Exercise description
Please pull out each line in the records below that contains the word "following", and copy those lines in full.

Record extracts
· · · · ·
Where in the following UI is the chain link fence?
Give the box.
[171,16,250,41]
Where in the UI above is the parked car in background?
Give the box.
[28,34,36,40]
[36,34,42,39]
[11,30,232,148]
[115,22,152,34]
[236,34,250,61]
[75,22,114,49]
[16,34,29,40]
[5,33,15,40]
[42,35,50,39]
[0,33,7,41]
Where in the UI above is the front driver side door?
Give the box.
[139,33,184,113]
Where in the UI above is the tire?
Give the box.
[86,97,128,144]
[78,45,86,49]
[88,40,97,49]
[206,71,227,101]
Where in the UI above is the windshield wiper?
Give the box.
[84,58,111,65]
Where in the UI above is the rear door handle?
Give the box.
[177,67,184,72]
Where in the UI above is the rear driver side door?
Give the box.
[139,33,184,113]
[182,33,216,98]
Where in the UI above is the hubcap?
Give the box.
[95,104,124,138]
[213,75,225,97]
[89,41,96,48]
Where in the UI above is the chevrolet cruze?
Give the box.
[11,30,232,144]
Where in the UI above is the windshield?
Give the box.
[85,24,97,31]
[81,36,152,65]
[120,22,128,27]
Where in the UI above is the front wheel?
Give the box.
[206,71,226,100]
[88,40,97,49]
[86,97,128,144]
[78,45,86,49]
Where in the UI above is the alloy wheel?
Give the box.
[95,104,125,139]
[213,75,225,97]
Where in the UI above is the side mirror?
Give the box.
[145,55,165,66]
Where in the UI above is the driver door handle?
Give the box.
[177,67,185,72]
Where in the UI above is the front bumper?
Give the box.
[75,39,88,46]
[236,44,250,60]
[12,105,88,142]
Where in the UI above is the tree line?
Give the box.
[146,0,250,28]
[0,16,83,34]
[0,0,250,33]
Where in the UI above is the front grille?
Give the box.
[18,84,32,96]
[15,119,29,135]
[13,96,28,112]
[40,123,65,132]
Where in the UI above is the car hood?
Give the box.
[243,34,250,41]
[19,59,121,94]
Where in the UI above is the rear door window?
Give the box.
· · · · ·
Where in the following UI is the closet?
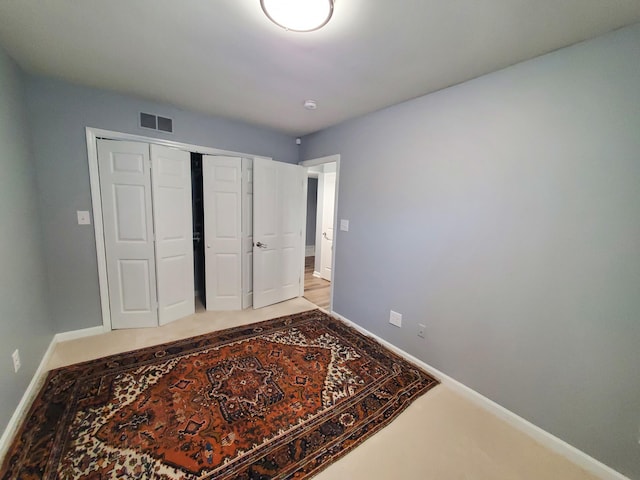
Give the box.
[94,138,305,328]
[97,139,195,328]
· · · · ·
Result of the task
Where in the following UI is the chain link fence?
Where in the following UI is the closet?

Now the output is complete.